_DIRECTIVE_.
Copy every row below word for word, leaving out the pictures.

_GIVEN RECORDS_.

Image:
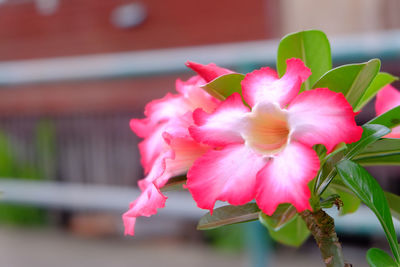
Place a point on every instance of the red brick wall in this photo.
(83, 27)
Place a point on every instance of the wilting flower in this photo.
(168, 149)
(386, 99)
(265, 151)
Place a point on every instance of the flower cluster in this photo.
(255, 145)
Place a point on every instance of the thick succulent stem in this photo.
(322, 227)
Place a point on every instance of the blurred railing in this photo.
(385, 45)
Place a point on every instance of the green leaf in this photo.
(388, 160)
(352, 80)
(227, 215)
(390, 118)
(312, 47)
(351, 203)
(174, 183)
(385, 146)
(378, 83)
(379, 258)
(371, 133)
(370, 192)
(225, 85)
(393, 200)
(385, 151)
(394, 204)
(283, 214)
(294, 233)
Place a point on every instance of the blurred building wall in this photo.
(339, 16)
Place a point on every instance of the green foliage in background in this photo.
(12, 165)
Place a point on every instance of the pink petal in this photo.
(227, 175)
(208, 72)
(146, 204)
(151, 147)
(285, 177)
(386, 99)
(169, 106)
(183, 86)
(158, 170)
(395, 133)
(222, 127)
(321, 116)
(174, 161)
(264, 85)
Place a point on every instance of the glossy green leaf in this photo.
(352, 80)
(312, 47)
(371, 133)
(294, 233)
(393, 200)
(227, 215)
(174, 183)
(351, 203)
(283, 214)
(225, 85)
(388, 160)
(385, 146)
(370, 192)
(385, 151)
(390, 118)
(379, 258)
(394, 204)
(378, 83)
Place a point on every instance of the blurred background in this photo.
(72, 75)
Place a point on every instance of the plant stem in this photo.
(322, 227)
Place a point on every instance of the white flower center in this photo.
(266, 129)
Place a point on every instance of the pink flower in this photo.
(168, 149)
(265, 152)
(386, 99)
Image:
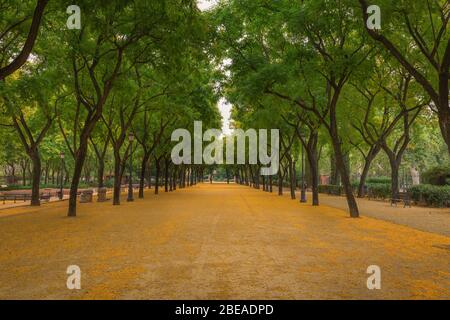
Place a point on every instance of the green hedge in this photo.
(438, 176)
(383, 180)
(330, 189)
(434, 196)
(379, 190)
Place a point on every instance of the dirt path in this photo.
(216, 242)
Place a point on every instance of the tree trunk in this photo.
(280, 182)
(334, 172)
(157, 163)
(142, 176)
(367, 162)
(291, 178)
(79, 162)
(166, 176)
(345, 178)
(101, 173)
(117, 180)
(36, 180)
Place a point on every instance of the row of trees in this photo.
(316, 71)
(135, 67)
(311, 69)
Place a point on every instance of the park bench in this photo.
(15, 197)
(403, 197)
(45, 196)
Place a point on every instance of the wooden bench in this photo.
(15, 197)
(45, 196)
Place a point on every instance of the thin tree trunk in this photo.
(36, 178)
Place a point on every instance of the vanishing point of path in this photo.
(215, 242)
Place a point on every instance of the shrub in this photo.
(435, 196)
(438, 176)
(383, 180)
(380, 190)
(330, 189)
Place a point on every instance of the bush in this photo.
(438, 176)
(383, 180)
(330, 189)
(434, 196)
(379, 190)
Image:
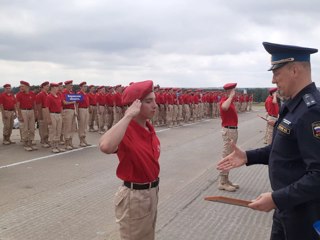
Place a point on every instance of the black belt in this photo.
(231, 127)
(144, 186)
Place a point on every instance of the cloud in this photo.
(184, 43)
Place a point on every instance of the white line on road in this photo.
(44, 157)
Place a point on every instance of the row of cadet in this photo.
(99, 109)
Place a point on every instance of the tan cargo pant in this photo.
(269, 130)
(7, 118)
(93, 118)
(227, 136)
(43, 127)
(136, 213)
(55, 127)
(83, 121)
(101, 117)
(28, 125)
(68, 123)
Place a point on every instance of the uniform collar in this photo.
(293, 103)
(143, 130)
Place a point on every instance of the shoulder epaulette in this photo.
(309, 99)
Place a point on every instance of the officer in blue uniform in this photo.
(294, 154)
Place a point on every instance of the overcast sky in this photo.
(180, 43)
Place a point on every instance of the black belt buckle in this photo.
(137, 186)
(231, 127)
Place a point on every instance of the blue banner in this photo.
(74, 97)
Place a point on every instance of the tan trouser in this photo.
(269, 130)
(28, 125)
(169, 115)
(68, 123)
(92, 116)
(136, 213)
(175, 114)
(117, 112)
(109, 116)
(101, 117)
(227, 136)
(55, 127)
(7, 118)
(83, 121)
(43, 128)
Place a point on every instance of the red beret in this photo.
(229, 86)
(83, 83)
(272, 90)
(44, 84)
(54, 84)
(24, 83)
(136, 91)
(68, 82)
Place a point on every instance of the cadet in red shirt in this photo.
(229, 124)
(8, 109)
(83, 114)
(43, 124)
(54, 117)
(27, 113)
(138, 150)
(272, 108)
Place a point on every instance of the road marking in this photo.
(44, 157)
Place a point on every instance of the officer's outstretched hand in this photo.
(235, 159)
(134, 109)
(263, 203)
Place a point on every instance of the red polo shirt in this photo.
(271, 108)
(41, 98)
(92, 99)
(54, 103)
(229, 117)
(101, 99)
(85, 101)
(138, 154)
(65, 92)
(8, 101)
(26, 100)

_SOLUTION TO THE EXERCISE_.
Image:
Place a point on every instance of the red brick wall in this photo.
(83, 27)
Place a point on every instance of the wilting flower in this photo.
(168, 149)
(386, 99)
(265, 151)
Place a point on every instance of the flower cluster in this photo.
(255, 145)
Place a point on every instance of the thick succulent stem in this photo.
(322, 227)
Place a point on every instance of the blurred railing in this photo.
(385, 45)
Place a point on every instance of the green leaf in this photo.
(388, 160)
(352, 80)
(227, 215)
(390, 118)
(312, 47)
(351, 203)
(174, 183)
(385, 146)
(378, 83)
(379, 258)
(371, 133)
(370, 192)
(225, 85)
(393, 200)
(385, 151)
(394, 204)
(283, 214)
(294, 233)
Place a point on every instance of the blurred building wall in this photo.
(339, 16)
Place a point on every instance of the green foliage in background in this photo.
(12, 165)
Place a point on every instance of the pink petal in this photo.
(227, 175)
(208, 72)
(146, 204)
(151, 147)
(285, 177)
(386, 99)
(169, 106)
(183, 86)
(158, 170)
(395, 133)
(222, 127)
(321, 116)
(174, 161)
(264, 85)
Place a point on every instance of the glossy green leaf in this photo.
(352, 80)
(312, 47)
(371, 133)
(294, 233)
(393, 200)
(227, 215)
(174, 183)
(351, 203)
(283, 214)
(225, 85)
(388, 160)
(385, 146)
(370, 192)
(385, 151)
(390, 118)
(379, 258)
(394, 204)
(378, 83)
Place a point on every instance of the blurred background in this photo.
(72, 75)
Place a point on every instance of the plant stem in this photo.
(322, 227)
Place a point on every instance of the white flower center in this photo.
(266, 129)
Place a point on every instance of the pink flower in this photo.
(168, 149)
(265, 152)
(386, 99)
Image:
Place a point on every instance of the green hedge in this photo.
(438, 176)
(383, 180)
(330, 189)
(434, 196)
(379, 190)
Place a point on every instance of the dirt path in this photo.
(216, 242)
Place a point on every instance of the tree trunk in this photo.
(280, 182)
(334, 172)
(157, 163)
(142, 176)
(367, 162)
(291, 178)
(79, 162)
(166, 176)
(345, 178)
(101, 173)
(117, 180)
(36, 180)
Place a point on every instance of the row of trees in this photo.
(316, 71)
(135, 67)
(311, 69)
Place a point on every instance of the park bench in this photo.
(15, 197)
(403, 197)
(45, 196)
Place a point on every instance of the wooden bench in this photo.
(15, 197)
(45, 196)
Place a point on every instance of the thin tree trunk in this photo.
(36, 178)
Place a point on every instance of the vanishing point of path in this photo.
(215, 242)
Place a point on every instance of the shrub in this photo.
(435, 196)
(438, 176)
(383, 180)
(380, 190)
(330, 189)
Place a point on every instance of the bush in this photo.
(438, 176)
(383, 180)
(330, 189)
(434, 196)
(379, 190)
Image:
Place a point on every instance of the black belt in this photo.
(231, 127)
(144, 186)
Place a point on every instance of the cloud in this photo.
(184, 43)
Place a point on every instance of the white line on road in this photo.
(44, 157)
Place a point on every instance of the row of cadet in this photo.
(99, 109)
Place a point on every instance of the tan cargo pant in this photo.
(269, 130)
(7, 118)
(93, 118)
(227, 136)
(43, 127)
(136, 213)
(55, 127)
(83, 121)
(101, 117)
(28, 125)
(68, 123)
Place a point on every instance of the uniform collar in this photo.
(293, 103)
(143, 130)
Place a point on every instance of the shoulder epaulette in this photo.
(309, 99)
Place a point on every instance of the officer in blue uniform in this photo.
(294, 154)
Place a point on every instance of the overcast sky in this photo.
(180, 43)
Place a point on every instance of the black belt buckle in this photo.
(137, 186)
(231, 127)
Place a point on every instance of the blue banner in this photo.
(74, 97)
Place a point on every instance of the tan trouser in this photo.
(269, 130)
(28, 125)
(169, 115)
(68, 123)
(92, 116)
(136, 213)
(175, 114)
(117, 112)
(109, 116)
(101, 117)
(227, 136)
(55, 127)
(7, 118)
(83, 121)
(43, 128)
Place a point on every instance of the red beret in this photo.
(229, 86)
(83, 83)
(272, 90)
(44, 84)
(54, 84)
(24, 83)
(136, 91)
(68, 82)
Place a point on every instance of the cadet in red shirt in this photo.
(229, 124)
(8, 109)
(83, 114)
(43, 124)
(54, 117)
(27, 113)
(138, 150)
(272, 108)
Place a point on every instance of the road marking in this photo.
(44, 157)
Place a point on every instance of the officer's outstretched hand in this photo.
(235, 159)
(134, 109)
(263, 203)
Place a point on every instance of the red polo shirt in this photo.
(271, 108)
(41, 98)
(92, 99)
(54, 103)
(229, 117)
(101, 99)
(85, 101)
(138, 154)
(65, 92)
(8, 101)
(26, 100)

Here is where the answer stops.